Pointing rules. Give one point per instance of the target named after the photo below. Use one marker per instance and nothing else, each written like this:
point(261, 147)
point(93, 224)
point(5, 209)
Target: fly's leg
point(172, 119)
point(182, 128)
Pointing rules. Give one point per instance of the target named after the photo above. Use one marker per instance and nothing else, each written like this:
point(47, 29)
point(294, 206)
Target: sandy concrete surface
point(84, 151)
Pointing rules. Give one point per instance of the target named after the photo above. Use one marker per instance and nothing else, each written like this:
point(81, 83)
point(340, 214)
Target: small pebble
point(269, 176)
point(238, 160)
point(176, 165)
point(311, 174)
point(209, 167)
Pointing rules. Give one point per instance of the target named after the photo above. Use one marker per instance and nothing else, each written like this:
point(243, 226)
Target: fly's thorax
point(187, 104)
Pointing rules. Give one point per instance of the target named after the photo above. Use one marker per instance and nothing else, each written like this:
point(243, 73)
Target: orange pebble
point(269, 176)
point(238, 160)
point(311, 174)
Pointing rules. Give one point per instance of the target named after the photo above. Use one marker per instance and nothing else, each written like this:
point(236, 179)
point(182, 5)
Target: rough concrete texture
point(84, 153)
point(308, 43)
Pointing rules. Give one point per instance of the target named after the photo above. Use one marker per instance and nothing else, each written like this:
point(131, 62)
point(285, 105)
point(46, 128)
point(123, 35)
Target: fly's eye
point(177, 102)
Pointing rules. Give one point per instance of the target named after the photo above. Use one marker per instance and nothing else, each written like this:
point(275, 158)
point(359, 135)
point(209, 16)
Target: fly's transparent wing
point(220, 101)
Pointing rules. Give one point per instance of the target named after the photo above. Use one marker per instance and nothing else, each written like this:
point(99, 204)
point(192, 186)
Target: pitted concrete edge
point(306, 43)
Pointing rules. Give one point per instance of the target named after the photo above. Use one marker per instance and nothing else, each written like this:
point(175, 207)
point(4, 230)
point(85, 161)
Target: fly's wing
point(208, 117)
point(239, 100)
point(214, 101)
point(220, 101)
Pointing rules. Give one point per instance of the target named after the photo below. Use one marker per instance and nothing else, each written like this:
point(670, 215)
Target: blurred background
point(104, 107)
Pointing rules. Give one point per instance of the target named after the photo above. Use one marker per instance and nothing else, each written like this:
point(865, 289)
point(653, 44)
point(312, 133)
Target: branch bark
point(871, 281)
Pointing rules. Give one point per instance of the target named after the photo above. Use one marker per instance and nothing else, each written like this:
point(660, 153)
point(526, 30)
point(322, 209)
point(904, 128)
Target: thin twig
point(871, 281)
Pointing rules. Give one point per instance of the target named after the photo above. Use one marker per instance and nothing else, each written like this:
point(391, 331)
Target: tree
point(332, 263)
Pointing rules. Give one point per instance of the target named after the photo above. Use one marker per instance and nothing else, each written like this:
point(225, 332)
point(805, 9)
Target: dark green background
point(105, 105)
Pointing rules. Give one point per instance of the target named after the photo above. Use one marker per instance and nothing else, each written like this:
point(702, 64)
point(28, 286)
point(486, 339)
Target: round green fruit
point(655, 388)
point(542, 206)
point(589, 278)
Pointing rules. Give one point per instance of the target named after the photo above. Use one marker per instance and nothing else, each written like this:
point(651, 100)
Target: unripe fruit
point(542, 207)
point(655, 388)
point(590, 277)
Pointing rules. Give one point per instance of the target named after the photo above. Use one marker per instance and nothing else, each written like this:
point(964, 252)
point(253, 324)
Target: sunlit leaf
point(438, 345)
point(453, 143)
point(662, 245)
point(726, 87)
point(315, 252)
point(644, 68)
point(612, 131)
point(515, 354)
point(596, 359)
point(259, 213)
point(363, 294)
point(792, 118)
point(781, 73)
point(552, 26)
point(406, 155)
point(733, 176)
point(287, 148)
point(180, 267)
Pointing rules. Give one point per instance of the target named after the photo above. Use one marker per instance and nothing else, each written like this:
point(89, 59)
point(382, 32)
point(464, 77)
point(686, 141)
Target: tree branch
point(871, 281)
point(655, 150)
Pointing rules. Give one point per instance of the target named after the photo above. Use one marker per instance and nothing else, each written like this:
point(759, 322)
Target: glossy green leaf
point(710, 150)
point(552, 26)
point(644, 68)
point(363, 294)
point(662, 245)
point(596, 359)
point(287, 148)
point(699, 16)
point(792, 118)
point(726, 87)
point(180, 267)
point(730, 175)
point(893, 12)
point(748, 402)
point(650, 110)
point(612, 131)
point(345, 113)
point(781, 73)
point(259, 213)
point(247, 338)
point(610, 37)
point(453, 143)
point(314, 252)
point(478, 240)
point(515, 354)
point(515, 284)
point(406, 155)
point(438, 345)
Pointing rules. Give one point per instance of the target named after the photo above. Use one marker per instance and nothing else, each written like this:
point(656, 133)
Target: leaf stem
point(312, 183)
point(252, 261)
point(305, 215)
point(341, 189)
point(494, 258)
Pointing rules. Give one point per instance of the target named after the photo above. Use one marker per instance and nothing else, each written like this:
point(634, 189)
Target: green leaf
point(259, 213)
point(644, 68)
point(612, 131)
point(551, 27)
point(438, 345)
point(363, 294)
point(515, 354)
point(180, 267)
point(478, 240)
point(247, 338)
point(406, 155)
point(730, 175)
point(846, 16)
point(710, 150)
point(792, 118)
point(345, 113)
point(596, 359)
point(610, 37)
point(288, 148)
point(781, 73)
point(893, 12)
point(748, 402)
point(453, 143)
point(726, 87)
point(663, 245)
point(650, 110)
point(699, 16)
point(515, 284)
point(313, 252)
◇ ◇ ◇ ◇ ◇ ◇ ◇
▸ **WHAT THE TASK REQUIRES**: Please return each line of the material above that contains the word "pebble", matching case exactly.

▸ **REPLY**:
Target: small pebble
Target: orange pebble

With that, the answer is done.